* Problem statement
Pull out every line of the records below that contains the string "background", copying each line in full. The match is case-sensitive.

===== Supplied entries =====

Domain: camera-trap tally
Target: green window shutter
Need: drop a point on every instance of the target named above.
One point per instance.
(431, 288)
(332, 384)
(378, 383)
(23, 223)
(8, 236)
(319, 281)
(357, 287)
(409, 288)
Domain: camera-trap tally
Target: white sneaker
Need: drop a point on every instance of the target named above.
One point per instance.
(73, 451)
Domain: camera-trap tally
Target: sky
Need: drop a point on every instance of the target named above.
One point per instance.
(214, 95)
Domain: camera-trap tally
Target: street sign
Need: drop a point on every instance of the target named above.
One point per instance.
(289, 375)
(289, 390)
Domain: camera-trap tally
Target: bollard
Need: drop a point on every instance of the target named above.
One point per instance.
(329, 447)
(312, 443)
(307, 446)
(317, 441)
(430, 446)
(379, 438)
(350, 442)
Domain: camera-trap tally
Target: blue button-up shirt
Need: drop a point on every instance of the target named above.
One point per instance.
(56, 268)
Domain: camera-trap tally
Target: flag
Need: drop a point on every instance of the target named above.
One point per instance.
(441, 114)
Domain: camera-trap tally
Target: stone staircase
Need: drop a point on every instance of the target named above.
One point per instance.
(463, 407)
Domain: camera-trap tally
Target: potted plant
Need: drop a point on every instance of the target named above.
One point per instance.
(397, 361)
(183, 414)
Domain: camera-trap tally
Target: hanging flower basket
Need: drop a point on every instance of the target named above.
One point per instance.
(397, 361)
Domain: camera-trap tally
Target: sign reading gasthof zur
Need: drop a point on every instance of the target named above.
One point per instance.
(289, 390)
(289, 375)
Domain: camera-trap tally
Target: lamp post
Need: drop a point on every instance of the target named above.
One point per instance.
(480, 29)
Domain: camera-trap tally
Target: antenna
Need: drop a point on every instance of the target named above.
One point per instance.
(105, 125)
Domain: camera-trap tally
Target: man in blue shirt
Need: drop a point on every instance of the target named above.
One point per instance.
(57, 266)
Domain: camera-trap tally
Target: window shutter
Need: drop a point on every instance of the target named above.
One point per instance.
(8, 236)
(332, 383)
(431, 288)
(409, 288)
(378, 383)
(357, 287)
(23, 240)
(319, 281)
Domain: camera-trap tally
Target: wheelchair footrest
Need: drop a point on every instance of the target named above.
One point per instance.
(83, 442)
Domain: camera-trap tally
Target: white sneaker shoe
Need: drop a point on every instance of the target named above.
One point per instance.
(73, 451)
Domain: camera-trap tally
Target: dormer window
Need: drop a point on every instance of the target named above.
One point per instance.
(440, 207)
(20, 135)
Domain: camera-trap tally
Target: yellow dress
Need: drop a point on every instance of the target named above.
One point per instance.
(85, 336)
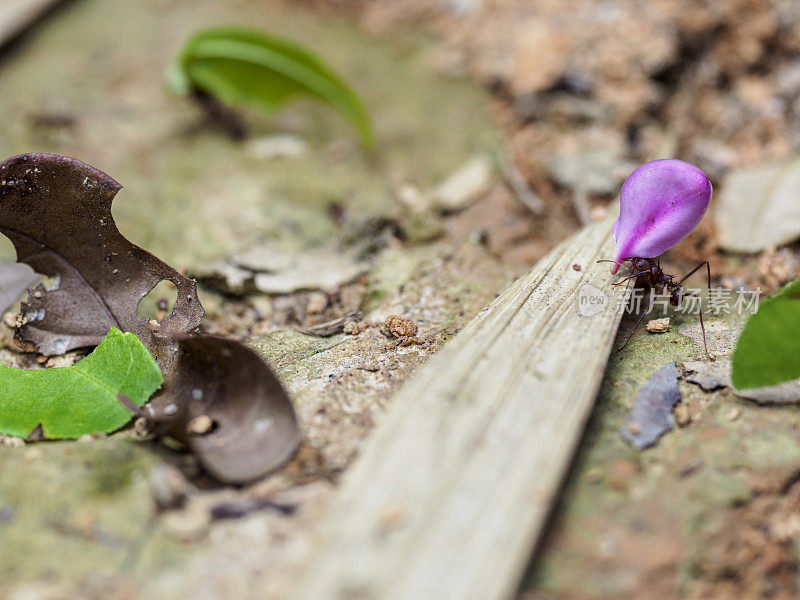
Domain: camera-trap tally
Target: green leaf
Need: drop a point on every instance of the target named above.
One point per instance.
(71, 401)
(768, 351)
(241, 66)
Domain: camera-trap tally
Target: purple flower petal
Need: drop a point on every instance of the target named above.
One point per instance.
(661, 202)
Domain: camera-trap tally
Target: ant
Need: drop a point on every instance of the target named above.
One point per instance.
(654, 278)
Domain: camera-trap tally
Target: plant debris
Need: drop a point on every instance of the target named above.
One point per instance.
(57, 213)
(69, 402)
(250, 427)
(268, 269)
(15, 278)
(403, 329)
(709, 375)
(658, 325)
(651, 415)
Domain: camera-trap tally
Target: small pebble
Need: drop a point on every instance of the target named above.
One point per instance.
(317, 302)
(681, 413)
(734, 414)
(658, 325)
(199, 425)
(141, 428)
(11, 441)
(189, 524)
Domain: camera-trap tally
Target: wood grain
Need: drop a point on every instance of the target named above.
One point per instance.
(453, 489)
(17, 15)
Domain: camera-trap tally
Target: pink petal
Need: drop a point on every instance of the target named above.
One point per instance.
(661, 203)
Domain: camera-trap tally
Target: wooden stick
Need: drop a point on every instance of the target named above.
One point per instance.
(17, 15)
(453, 489)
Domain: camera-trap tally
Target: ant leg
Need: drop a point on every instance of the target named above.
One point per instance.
(702, 325)
(616, 262)
(630, 335)
(700, 309)
(695, 270)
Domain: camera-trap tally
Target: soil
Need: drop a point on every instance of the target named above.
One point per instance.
(572, 95)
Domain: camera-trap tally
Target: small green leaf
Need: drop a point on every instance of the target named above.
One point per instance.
(241, 66)
(71, 401)
(768, 351)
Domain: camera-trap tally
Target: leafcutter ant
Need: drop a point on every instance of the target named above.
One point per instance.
(653, 277)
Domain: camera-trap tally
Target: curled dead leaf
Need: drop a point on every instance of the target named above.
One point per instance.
(57, 213)
(252, 429)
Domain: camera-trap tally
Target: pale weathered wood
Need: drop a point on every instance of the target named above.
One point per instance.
(18, 15)
(453, 489)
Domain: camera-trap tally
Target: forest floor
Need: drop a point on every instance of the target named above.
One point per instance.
(546, 113)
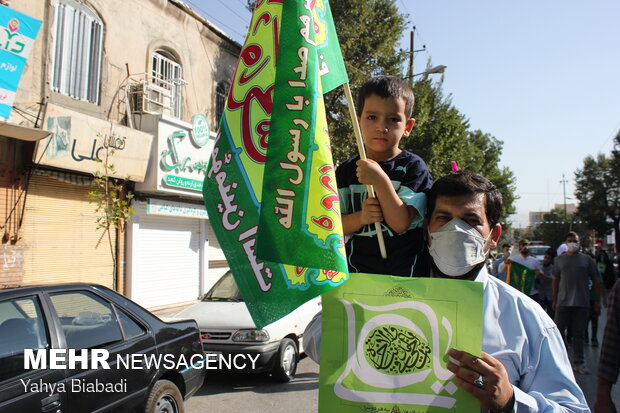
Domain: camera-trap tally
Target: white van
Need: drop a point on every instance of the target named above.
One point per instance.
(227, 331)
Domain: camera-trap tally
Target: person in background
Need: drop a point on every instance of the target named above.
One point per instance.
(505, 254)
(609, 361)
(524, 258)
(571, 296)
(561, 249)
(545, 287)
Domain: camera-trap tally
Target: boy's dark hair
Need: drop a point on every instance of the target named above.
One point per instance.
(386, 87)
(571, 234)
(466, 182)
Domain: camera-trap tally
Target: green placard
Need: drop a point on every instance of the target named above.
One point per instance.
(385, 341)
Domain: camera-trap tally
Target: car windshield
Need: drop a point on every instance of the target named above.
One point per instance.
(224, 290)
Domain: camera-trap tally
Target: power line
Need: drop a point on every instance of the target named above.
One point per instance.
(193, 4)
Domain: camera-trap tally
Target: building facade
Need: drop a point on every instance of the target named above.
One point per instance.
(134, 99)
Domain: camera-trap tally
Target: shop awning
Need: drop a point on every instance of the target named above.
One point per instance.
(23, 133)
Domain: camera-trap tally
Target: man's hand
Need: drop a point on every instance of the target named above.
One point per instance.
(370, 173)
(371, 212)
(496, 392)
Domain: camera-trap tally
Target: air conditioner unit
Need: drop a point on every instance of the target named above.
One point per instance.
(147, 97)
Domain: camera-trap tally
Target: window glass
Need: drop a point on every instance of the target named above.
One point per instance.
(22, 326)
(77, 51)
(167, 77)
(131, 328)
(87, 320)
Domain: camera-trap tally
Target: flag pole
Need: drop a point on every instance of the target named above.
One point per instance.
(362, 151)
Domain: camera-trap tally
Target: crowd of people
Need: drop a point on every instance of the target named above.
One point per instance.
(447, 229)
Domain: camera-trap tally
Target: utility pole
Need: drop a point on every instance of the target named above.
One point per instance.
(411, 51)
(563, 182)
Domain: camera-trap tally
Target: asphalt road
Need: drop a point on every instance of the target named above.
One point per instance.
(233, 393)
(226, 392)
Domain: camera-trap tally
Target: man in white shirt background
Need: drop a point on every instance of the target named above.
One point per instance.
(524, 366)
(524, 258)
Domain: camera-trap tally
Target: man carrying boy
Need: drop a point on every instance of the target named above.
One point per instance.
(400, 179)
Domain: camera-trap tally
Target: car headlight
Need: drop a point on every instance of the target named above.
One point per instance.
(251, 335)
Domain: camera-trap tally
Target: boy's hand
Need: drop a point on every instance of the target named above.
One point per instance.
(371, 212)
(370, 173)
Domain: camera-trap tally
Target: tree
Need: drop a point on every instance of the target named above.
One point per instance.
(597, 187)
(112, 203)
(442, 135)
(554, 227)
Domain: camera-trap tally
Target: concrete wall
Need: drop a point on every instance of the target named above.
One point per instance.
(133, 29)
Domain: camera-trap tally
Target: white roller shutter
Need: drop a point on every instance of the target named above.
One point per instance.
(166, 251)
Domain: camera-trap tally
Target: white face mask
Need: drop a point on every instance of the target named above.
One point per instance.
(457, 247)
(573, 246)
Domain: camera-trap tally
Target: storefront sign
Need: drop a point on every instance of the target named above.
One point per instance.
(180, 158)
(17, 34)
(177, 209)
(201, 132)
(83, 143)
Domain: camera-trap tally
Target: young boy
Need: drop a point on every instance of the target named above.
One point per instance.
(400, 178)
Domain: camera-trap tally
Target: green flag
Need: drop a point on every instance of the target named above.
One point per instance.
(300, 220)
(520, 277)
(385, 341)
(233, 187)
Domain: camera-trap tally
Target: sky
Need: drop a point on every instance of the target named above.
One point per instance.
(541, 76)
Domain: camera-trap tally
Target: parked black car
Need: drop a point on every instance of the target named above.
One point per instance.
(146, 356)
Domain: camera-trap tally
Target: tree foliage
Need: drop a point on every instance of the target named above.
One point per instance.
(112, 202)
(552, 231)
(597, 187)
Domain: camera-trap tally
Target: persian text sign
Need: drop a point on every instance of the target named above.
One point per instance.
(80, 142)
(300, 203)
(385, 342)
(233, 186)
(17, 34)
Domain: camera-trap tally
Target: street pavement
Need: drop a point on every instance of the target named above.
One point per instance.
(225, 392)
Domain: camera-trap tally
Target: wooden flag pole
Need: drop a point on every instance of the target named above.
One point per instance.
(362, 151)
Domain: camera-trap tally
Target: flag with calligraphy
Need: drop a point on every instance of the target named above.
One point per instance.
(520, 277)
(300, 204)
(17, 34)
(385, 340)
(291, 37)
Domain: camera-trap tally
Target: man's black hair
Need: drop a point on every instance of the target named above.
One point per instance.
(386, 87)
(466, 182)
(571, 234)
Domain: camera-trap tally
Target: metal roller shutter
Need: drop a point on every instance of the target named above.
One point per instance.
(62, 242)
(167, 254)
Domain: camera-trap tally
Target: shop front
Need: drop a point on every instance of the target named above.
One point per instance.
(173, 256)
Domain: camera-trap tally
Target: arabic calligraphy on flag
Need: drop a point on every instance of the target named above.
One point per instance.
(252, 145)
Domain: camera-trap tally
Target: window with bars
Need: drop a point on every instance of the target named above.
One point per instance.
(221, 93)
(77, 51)
(167, 74)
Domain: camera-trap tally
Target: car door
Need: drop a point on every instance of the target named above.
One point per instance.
(90, 321)
(26, 323)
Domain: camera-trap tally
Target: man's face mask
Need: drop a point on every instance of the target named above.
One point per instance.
(573, 246)
(457, 248)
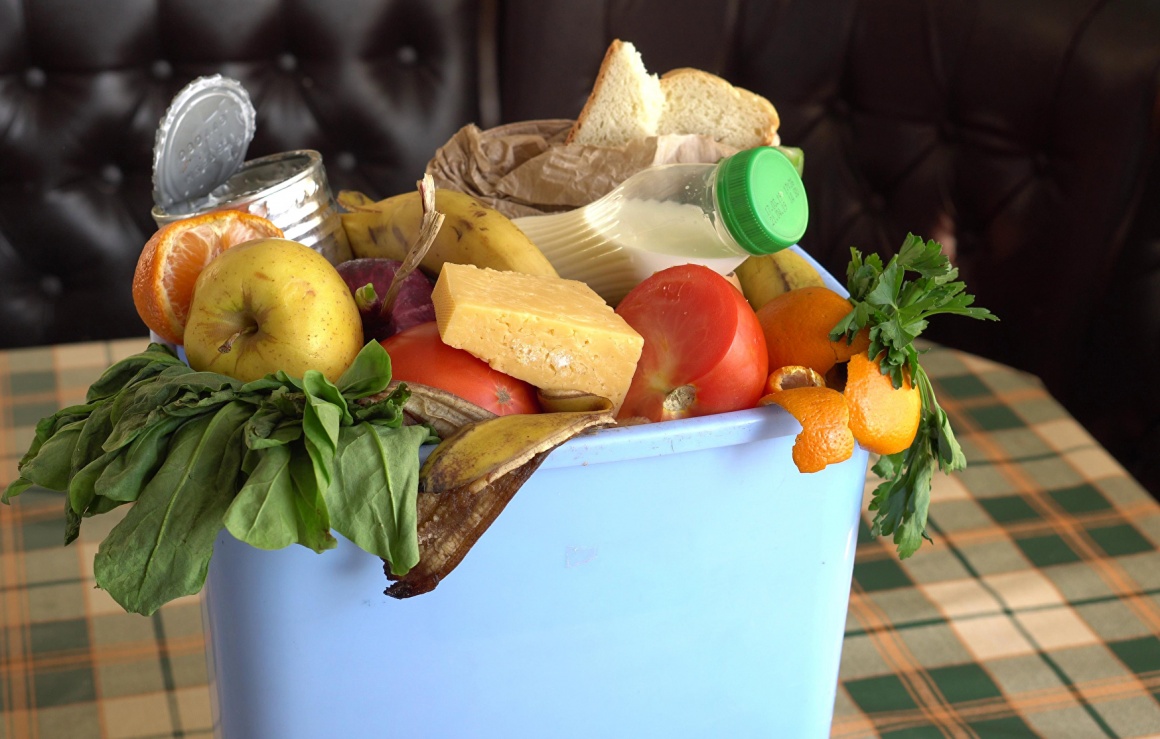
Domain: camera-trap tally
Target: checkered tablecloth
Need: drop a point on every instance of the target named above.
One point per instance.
(1035, 613)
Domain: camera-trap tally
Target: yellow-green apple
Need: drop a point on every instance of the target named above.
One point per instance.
(268, 305)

=====

* Written solution
Target: person in background
Target: man in white shirt background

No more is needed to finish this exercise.